Task details: Rewrite all the entries below with "set a marker" swapped for "place a pin" wherever it occurs, changing nothing else. Leave the pictures out.

Supplied data:
______

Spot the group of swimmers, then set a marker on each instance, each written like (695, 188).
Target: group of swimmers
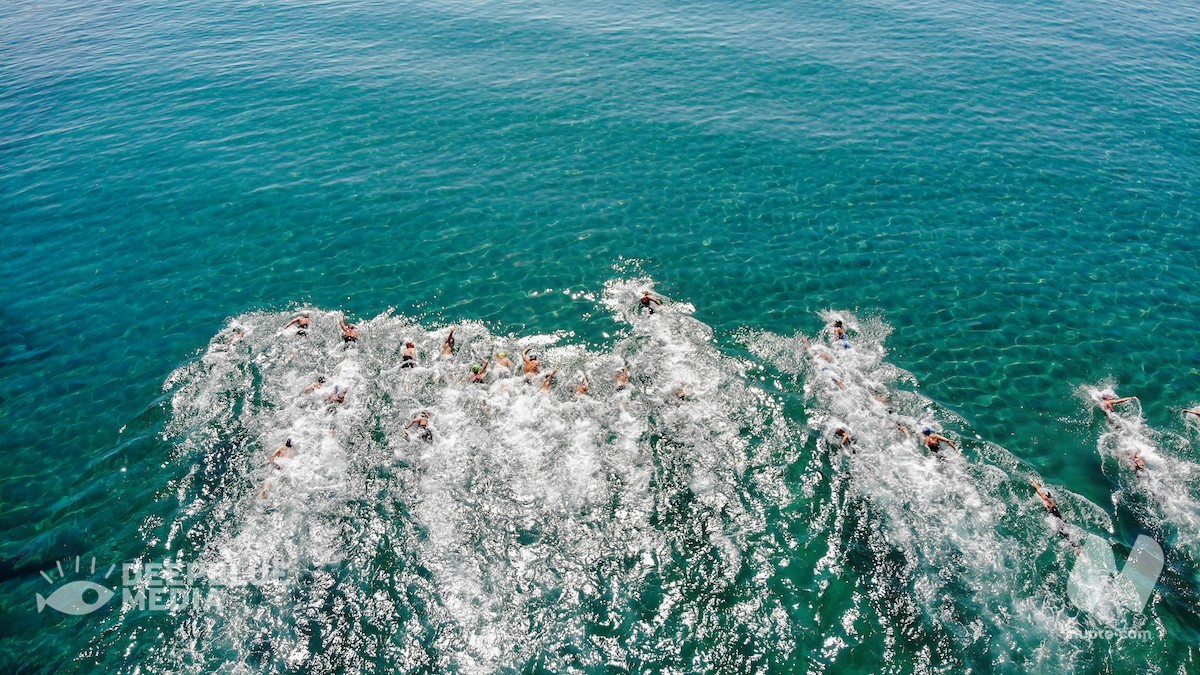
(531, 368)
(930, 438)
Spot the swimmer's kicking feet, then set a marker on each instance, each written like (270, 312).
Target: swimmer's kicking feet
(301, 322)
(646, 300)
(503, 360)
(478, 372)
(1109, 401)
(339, 396)
(282, 452)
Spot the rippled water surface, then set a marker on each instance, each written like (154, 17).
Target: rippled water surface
(997, 198)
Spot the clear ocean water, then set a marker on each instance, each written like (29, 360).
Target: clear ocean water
(999, 199)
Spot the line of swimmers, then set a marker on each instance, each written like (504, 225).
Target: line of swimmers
(1108, 404)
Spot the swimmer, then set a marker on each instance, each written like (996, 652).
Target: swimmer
(301, 322)
(1109, 401)
(349, 333)
(503, 360)
(622, 377)
(1048, 501)
(283, 452)
(532, 365)
(423, 420)
(233, 338)
(315, 386)
(646, 299)
(934, 441)
(839, 330)
(478, 372)
(839, 333)
(844, 438)
(408, 357)
(1137, 463)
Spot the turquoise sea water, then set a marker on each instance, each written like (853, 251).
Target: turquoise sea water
(1001, 195)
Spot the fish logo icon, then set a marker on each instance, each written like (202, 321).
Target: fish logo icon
(78, 597)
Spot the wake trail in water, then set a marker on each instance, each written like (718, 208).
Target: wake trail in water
(1147, 465)
(528, 527)
(951, 542)
(707, 515)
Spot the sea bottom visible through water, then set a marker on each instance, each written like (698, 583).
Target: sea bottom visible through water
(771, 507)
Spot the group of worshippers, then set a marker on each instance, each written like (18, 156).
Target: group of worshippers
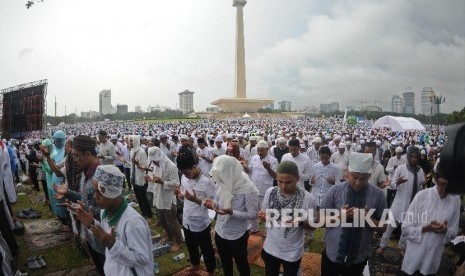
(239, 181)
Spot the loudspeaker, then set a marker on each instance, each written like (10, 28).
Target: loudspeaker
(19, 122)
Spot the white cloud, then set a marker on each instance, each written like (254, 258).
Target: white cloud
(307, 51)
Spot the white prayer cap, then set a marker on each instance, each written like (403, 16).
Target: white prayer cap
(262, 144)
(155, 154)
(110, 179)
(361, 162)
(281, 140)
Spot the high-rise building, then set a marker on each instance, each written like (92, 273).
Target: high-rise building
(105, 102)
(396, 104)
(121, 108)
(285, 106)
(334, 106)
(186, 101)
(427, 107)
(409, 102)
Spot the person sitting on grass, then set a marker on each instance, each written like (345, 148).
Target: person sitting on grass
(122, 230)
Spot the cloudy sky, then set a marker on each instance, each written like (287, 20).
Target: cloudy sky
(305, 51)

______

Output for this task:
Spot the group of swimmers, then place a pin on each instance, each written like (695, 188).
Target: group of swimmers
(531, 368)
(930, 438)
Spot the swimmer's kicking feet, then place a pin on each instance, each written like (270, 312).
Target: swimmer's kicking feet
(301, 322)
(646, 300)
(503, 360)
(478, 372)
(1109, 401)
(339, 396)
(282, 452)
Spot the rippled water surface, then place a pin on each instance, each written like (154, 17).
Target: rippled water surface
(997, 198)
Spot the clear ocean water, then place a pin on each instance, each written like (29, 360).
Target: clear ocean water
(999, 199)
Spot the line of swimmers, then place a pin on each instance, each written like (504, 225).
Target: line of swimmers
(1108, 404)
Spot the swimmer, then place a pin on each instance, each written like (996, 652).
Target: swimmer
(301, 322)
(1109, 401)
(349, 333)
(503, 360)
(622, 377)
(1048, 501)
(283, 452)
(532, 365)
(423, 420)
(233, 338)
(315, 386)
(646, 299)
(934, 441)
(839, 330)
(478, 372)
(839, 333)
(844, 438)
(408, 357)
(1137, 463)
Spot the turquoise sea water, then place a pin on each instance, each written like (853, 251).
Target: turquoise sea water
(1001, 195)
Spot the fish logo icon, then place a pin on each instance, each written like (202, 321).
Target: fish logo icon
(78, 597)
Spot the wake trail in water, then place a pin on each instance, each written like (718, 208).
Target: wake trail in water
(1147, 465)
(528, 527)
(951, 542)
(707, 515)
Spot the sea bottom visible through water, then place a pin on each instance, each written like (698, 583).
Target: sea bottom visible through water
(771, 507)
Spot the group of worshippers, then place a pin on each instance, each written like (18, 156).
Target: group of worshippers
(239, 181)
Spot the loudspeaker, then place a pin on each instance, each written like (10, 28).
Target: loudspeaker
(19, 122)
Spot the white cloud, then place a pin on each instance, each written like (254, 258).
Target: white cloud
(307, 51)
Spot the white prayer cap, then place a pin on each instance, each written like (403, 16).
Target: white prayer cap
(262, 144)
(155, 154)
(110, 179)
(361, 162)
(281, 140)
Spot the high-rise building, then place a pin on each instance, each written like (92, 273).
Target: high-rise building
(105, 102)
(396, 104)
(121, 108)
(285, 106)
(334, 106)
(186, 101)
(427, 107)
(409, 102)
Spot the person sitting on grass, then place a pin on each instance, each written like (345, 148).
Target: person sitting on grass
(122, 230)
Spot the cloudy sky, then place a pin on each instance, each written like (287, 20).
Target: cloudy sky
(305, 51)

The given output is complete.